#### [The tasks]
**1)** According to the biography of Michael John Muuss below, in what month and year did he write ping?
**2)** Transcribe the portion of the Michael John Muuss biography below from "In 1993, the" up to and including "CSRG's 4.4BSD-Lite release.".

#### [Passage provided]

▬▬▬▬▬▬

Mike Muuss (left) at the Ballistic Research Laboratory, using BRL-CAD to develop an M1 prototype, with Earl Weaver (right).

Michael John Muuss (October 16, 1958 - November 20, 2000) was the author of the freeware network tool Ping.

A graduate of Johns Hopkins University, Muuss was a senior scientist specializing in geometric solid modeling, ray-tracing, MIMD architectures and digital computer networks at the United States Army Research Laboratory in Maryland when he died. He wrote a number of software packages (including BRL-CAD) and network tools (including TTCP and the concept of the default route or "default gateway") and contributed to many others (including BIND).[1]

However, the thousand-line ping, which he wrote in December 1983 while working at the Ballistic Research Laboratory, is the program for which he is most remembered. Due to its usefulness, ping has been implemented on a large number of operating systems, initially BSD Unix, but later others including Windows and Mac OS X.

In 1993, the USENIX Association gave a Lifetime Achievement Award (Flame) to the Computer Systems Research Group at University of California, Berkeley, honoring 180 individuals, including Muuss, who contributed to the CSRG's 4.4BSD-Lite release.

Muuss is mentioned in two books, The Cuckoo's Egg (ISBN 0-7434-1146-3) and Cyberpunk: Outlaws and Hackers on the Computer Frontier (ISBN 0-684-81862-0), for his role in tracking down crackers. He also is mentioned in Peter Salus's A Quarter Century of UNIX.

Muuss died in a car crash on US Interstate 95 on November 20, 2000. The Michael J. Muuss Research Fellowship, set up by friends and family of Muuss, memorializes him at Johns Hopkins University.[2]

▬▬▬▬▬▬

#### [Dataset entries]
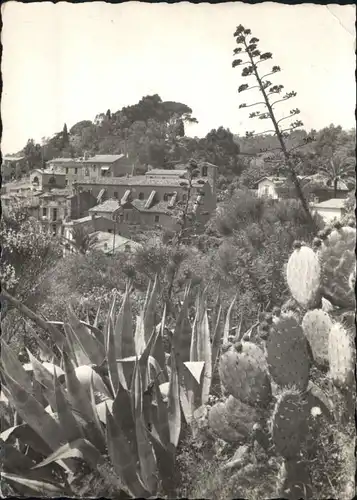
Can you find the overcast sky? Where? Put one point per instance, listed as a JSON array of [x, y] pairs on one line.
[[68, 62]]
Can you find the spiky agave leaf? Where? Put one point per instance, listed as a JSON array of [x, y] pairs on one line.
[[146, 456], [122, 459], [33, 487], [227, 325], [173, 407], [14, 368], [34, 414]]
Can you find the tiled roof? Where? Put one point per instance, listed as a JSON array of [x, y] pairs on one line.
[[107, 206], [138, 180], [160, 208], [333, 203], [61, 160], [56, 192], [321, 179], [13, 158], [104, 158], [105, 242], [163, 172]]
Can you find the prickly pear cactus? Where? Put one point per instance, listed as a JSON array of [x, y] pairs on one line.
[[294, 481], [243, 376], [289, 423], [219, 425], [341, 355], [243, 417], [303, 276], [316, 326], [338, 265], [288, 354]]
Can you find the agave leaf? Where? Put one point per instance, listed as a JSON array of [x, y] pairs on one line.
[[80, 448], [33, 413], [162, 420], [101, 409], [216, 338], [124, 462], [46, 352], [14, 368], [146, 456], [204, 353], [74, 349], [165, 463], [44, 378], [70, 427], [31, 486], [96, 417], [227, 325], [149, 314], [96, 319], [123, 417], [123, 334], [13, 460], [90, 345], [158, 351], [191, 382], [144, 358], [113, 367], [78, 396], [173, 407], [183, 331]]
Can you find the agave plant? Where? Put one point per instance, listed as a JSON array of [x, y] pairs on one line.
[[113, 399]]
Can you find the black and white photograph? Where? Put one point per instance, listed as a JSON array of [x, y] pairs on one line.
[[178, 250]]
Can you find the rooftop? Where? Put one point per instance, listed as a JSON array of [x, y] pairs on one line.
[[162, 207], [332, 203], [103, 158], [13, 158], [165, 172], [138, 180], [105, 242]]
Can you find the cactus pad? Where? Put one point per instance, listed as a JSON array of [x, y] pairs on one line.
[[316, 325], [288, 354], [341, 355], [289, 423], [218, 424], [303, 276], [243, 376], [338, 262]]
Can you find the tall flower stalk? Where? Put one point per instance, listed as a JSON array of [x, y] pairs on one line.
[[249, 45]]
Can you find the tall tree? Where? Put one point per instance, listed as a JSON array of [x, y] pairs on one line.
[[249, 45]]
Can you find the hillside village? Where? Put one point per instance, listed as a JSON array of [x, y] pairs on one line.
[[102, 194]]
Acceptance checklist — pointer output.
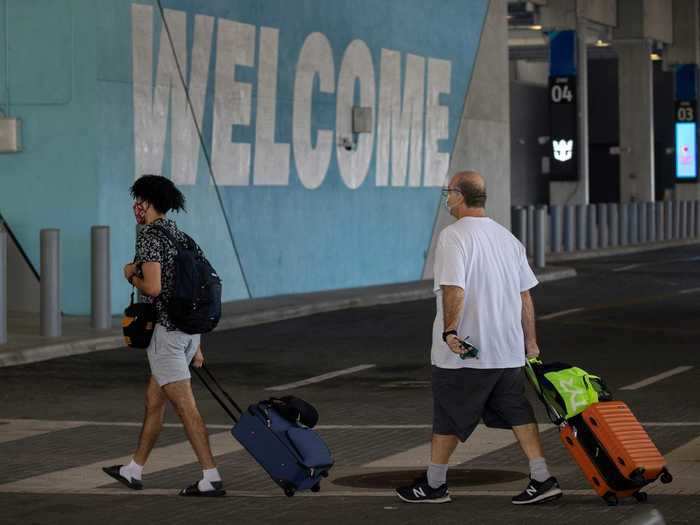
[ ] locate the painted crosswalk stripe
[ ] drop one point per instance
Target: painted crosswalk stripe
(322, 377)
(559, 314)
(655, 379)
(91, 476)
(482, 441)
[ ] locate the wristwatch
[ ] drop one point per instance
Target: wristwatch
(449, 332)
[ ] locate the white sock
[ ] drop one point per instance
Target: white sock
(131, 471)
(538, 470)
(208, 475)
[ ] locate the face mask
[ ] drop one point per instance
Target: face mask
(139, 213)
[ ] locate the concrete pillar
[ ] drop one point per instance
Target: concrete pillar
(636, 120)
(603, 228)
(50, 283)
(569, 228)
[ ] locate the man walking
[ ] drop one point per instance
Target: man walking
(170, 351)
(482, 283)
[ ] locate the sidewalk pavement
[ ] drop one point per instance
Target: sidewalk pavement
(26, 346)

▬▬▬▬▬▬

#### [Replies]
**1)** December 1983

**2)**
In 1993, the USENIX Association gave a Lifetime Achievement Award (Flame) to the Computer Systems Research Group at University of California, Berkeley, honoring 180 individuals, including Muuss, who contributed to the CSRG's 4.4BSD-Lite release.